> **EXCERPT PROVIDED**
== Segment start ==

Founded by Sarah E. Clark, LMFT, LMHC, CVRT

Therapy for Relationship Fighting

Learning to Fight Fair

Photo by Joanna Nix on Unsplash

Photo by Joanna Nix on Unsplash

 
 

Are you fighting with your partner?

Conflict, fights, and disagreements happen in all relationships; it’s inevitable. What matters is how you handle those fights and disagreements that determine how detrimental they are to you and your relationship. Most people associate fighting with feeling bad, hurting each other, winning/losing, trying to get their partner to change their mind, or fighting without any resolution. All of those are very common in relationship arguments, but are signs of unhealthy fighting styles. A major focus of couples/marriage counseling and premarital therapy is to teach couples how to disagree in ways that are respectful and healthy.

 
 

How do we know if our fighting is a problem for our relationship?

To determine if the arguments and fights in your relationship are problematic or healthy, you simply have to ask yourself how you feel during and after a disagreement. Do you feel respected, heard, and feel the issue was resolved? Or, do you feel hurt, frustrated, angry, overwhelmed, devastated, or hopeless? Those are the differences in how the types of fighting make you feel, but there are also some common patterns that happen during unhealthy arguments that you may recognize. 

  • Does one or both of you get angry and storm off?

  • Do you call each other names?

  • Do you criticize each other?

  • Does either of you roll their eyes, scoff, or mock the other during arguments?

  • Does one of you shut down and stop engaging?

  • Does a fight about one topic turn into another or continuously change?

  • Do you blame each other?

  • Does one of you get defensive?

  • Do you stay upset with each other for hours or days after a fight?

  • Do you avoid certain topics so that it doesn’t turn into a fight

If you answered yes to any of the above questions, then you are not fighting fair. Most people are never taught how to disagree with their partner’s in a healthy, respectful way. So, we do what we know. Chances are that you learned how to argue from your parents or other authority figures, and are just carrying on their ineffective strategies. Just because it is what you have always known, doesn’t mean it has to continue. Unfair fighting strategies lead to numerous other relationship problems.

Why is our fighting style important?

How a couple handles disagreements and fights is indicative of whether the relationship will be able to last long-term. Several of the most destructive fighting styles have been identified and can be used to predict divorce or a break-up. That’s why it is so important to address this during premarital therapy or couples counseling. There are several reasons for this. First, how a couple fights is usually a good indicator of how they feel about each other the rest of the time. When one partner acts contemptuous or overly critical, there is usually some underlying thought pattern that makes this come out during an argument. If, most of the time, you respect, value, appreciate, trust, and feel secure with your partner, then you won’t feel the need to hit below the belt when they don’t agree with you.

== Segment end ==

> **RECORDS SHOWN**
== Segment start ==

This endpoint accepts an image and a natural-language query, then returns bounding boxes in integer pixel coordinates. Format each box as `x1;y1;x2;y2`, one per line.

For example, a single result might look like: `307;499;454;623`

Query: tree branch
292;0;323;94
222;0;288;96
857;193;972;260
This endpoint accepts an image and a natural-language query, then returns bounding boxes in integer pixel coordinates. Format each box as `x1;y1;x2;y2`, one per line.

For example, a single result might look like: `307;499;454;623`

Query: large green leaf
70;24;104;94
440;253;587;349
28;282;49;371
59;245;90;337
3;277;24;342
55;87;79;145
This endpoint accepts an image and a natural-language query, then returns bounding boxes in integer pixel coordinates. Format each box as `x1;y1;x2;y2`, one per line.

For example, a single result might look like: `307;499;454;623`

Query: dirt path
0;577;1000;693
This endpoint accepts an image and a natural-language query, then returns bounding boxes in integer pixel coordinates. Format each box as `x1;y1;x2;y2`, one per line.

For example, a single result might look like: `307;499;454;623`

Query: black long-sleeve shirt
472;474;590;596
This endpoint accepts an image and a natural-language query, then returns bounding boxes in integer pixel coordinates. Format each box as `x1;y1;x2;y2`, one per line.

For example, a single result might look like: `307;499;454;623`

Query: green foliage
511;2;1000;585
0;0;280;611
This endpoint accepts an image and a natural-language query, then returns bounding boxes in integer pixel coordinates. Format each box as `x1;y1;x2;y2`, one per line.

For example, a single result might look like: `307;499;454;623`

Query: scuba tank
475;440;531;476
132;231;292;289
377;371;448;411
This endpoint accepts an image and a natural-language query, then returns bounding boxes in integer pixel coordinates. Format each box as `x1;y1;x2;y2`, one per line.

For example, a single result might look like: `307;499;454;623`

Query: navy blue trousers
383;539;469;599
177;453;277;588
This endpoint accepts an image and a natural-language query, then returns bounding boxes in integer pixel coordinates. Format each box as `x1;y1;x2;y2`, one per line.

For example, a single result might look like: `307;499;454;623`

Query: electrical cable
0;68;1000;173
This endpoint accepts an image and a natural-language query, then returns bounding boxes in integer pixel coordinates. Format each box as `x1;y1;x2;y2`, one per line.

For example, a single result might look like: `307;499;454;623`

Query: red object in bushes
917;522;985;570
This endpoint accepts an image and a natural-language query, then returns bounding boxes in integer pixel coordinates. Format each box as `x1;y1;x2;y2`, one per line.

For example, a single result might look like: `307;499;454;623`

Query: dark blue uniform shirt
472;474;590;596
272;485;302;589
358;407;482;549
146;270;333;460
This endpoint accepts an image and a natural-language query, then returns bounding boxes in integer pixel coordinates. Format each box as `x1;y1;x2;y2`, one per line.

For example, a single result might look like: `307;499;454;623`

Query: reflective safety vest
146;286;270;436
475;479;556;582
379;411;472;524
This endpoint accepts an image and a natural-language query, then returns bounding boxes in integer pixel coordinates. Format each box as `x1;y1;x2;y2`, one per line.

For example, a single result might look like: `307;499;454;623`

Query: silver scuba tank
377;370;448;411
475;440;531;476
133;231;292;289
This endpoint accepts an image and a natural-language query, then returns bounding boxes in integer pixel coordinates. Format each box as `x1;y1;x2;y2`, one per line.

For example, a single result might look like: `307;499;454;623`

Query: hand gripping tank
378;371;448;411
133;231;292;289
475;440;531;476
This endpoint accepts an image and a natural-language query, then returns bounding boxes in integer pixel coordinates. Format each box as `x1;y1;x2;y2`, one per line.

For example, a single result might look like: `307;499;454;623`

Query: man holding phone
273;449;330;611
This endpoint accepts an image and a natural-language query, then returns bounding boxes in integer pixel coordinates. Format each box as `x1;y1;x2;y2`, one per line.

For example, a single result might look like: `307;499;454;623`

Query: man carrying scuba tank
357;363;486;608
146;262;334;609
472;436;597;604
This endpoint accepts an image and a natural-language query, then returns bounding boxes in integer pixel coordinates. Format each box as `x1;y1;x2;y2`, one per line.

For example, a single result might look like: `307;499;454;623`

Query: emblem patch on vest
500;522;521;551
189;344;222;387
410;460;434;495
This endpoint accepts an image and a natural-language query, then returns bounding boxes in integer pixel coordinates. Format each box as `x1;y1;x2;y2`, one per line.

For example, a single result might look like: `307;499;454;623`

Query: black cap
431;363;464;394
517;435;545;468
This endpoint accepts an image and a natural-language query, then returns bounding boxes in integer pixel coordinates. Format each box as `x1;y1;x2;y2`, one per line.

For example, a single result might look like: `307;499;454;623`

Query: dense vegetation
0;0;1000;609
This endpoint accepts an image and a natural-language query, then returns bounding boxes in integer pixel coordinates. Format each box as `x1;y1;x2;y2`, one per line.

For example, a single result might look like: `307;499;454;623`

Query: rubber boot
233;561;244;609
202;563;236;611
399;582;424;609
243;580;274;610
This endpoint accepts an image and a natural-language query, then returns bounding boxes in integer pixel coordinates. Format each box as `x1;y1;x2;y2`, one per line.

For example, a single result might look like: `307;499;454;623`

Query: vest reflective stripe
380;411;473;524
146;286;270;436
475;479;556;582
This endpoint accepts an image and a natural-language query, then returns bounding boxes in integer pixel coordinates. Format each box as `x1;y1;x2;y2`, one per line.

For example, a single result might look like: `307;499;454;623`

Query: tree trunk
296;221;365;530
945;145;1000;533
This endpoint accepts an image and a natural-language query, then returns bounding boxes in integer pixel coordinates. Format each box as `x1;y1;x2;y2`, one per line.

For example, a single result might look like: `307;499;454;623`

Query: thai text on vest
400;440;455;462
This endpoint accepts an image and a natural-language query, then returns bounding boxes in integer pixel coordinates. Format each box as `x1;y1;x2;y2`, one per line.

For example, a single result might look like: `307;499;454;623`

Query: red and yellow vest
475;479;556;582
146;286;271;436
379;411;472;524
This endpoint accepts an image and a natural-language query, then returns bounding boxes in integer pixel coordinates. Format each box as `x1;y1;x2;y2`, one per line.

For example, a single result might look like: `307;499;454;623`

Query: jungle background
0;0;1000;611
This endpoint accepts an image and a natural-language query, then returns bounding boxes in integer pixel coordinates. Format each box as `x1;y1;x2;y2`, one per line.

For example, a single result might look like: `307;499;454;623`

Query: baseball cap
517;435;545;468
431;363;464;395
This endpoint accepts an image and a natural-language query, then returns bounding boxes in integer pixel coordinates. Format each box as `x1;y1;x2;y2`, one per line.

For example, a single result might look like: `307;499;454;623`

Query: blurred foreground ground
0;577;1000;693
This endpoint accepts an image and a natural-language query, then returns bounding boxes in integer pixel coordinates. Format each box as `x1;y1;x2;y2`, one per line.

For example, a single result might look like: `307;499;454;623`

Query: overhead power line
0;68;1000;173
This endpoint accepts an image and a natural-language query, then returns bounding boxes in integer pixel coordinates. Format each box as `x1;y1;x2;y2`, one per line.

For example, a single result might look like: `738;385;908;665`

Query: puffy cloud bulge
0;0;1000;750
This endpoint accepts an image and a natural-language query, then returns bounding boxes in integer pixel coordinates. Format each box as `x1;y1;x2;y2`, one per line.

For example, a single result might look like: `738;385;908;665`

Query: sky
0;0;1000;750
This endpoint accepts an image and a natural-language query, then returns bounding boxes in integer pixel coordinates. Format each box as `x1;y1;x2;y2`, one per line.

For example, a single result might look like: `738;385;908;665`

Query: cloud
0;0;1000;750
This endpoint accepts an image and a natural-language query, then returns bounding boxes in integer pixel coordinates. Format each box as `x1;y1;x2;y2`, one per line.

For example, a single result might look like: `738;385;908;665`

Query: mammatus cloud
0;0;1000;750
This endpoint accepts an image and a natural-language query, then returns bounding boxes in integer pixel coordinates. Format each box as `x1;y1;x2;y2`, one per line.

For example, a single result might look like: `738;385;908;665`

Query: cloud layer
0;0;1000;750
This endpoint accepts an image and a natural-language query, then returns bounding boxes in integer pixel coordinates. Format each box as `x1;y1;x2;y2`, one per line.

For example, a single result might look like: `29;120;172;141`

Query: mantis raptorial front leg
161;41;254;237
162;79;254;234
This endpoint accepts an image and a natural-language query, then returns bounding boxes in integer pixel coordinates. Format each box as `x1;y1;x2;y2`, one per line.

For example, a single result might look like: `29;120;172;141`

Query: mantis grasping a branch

== Segment end ==

> **PROBLEM TO SOLVE**
Duplicate the part of the page on relationship fighting starting with "Conflict, fights, and" and going on through "for our relationship?".

> **REPLY TO THE EXERCISE**
Conflict, fights, and disagreements happen in all relationships; it’s inevitable. What matters is how you handle those fights and disagreements that determine how detrimental they are to you and your relationship. Most people associate fighting with feeling bad, hurting each other, winning/losing, trying to get their partner to change their mind, or fighting without any resolution. All of those are very common in relationship arguments, but are signs of unhealthy fighting styles. A major focus of couples/marriage counseling and premarital therapy is to teach couples how to disagree in ways that are respectful and healthy.

 
 

How do we know if our fighting is a problem for our relationship?